◆ PROBLEM DESCRIPTION:
Starting at the line that contains "# test: pointer drops one pin on the white", restate each line word for word through the final line of the data, keeping both ends.

◆ Collected data:
*** Block opens ***

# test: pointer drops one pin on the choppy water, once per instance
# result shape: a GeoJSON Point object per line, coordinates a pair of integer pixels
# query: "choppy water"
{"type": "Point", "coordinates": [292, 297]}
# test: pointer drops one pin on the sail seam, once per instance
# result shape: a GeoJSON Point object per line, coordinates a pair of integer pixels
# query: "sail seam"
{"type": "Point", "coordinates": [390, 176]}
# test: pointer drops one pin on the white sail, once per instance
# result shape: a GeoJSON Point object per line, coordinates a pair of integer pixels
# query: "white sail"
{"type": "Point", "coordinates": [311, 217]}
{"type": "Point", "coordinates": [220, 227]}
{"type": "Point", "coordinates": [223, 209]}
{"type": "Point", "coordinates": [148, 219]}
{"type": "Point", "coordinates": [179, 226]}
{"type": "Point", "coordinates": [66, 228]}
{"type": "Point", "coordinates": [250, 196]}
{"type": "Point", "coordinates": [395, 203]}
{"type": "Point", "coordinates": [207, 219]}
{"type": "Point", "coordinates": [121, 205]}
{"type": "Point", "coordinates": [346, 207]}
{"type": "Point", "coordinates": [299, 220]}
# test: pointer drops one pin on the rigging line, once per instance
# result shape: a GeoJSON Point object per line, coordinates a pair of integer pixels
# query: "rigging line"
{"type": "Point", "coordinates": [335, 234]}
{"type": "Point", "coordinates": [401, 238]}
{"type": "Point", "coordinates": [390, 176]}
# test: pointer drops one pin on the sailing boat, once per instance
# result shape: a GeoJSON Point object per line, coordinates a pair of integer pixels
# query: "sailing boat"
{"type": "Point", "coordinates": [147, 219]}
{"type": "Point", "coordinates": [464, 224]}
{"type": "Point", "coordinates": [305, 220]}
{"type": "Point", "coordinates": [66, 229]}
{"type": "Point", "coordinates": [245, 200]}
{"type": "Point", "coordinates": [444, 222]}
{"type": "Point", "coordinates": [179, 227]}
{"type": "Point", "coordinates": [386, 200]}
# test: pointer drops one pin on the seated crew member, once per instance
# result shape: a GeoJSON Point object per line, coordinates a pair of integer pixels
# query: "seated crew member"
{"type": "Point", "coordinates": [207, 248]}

*** Block closes ***

◆ TASK RESULT:
# test: pointer drops one pin on the white sail, once per instance
# result shape: a GeoJSON Point object per line, coordinates a pair of integer pixels
# query: "white sail"
{"type": "Point", "coordinates": [311, 217]}
{"type": "Point", "coordinates": [220, 227]}
{"type": "Point", "coordinates": [223, 209]}
{"type": "Point", "coordinates": [148, 219]}
{"type": "Point", "coordinates": [179, 226]}
{"type": "Point", "coordinates": [66, 228]}
{"type": "Point", "coordinates": [250, 196]}
{"type": "Point", "coordinates": [395, 203]}
{"type": "Point", "coordinates": [207, 219]}
{"type": "Point", "coordinates": [121, 205]}
{"type": "Point", "coordinates": [346, 207]}
{"type": "Point", "coordinates": [299, 220]}
# test: pointer drops one pin on the rigging line, once per instance
# result shape: a GeoJSON Point object per line, coordinates a pair of integer pixels
# query: "rigging line"
{"type": "Point", "coordinates": [335, 234]}
{"type": "Point", "coordinates": [401, 238]}
{"type": "Point", "coordinates": [390, 176]}
# test: pointer drops one pin on the sailing boat, once per instance
# result shape: a GeoJSON Point object per line, coordinates a pair of integer pixels
# query: "sailing boat"
{"type": "Point", "coordinates": [147, 219]}
{"type": "Point", "coordinates": [464, 224]}
{"type": "Point", "coordinates": [305, 220]}
{"type": "Point", "coordinates": [66, 229]}
{"type": "Point", "coordinates": [245, 200]}
{"type": "Point", "coordinates": [444, 222]}
{"type": "Point", "coordinates": [179, 227]}
{"type": "Point", "coordinates": [386, 200]}
# test: pointer drops one pin on the seated crew member, once per instance
# result shape: a GeoJSON Point object per line, coordinates a pair of integer pixels
# query: "seated crew member"
{"type": "Point", "coordinates": [207, 248]}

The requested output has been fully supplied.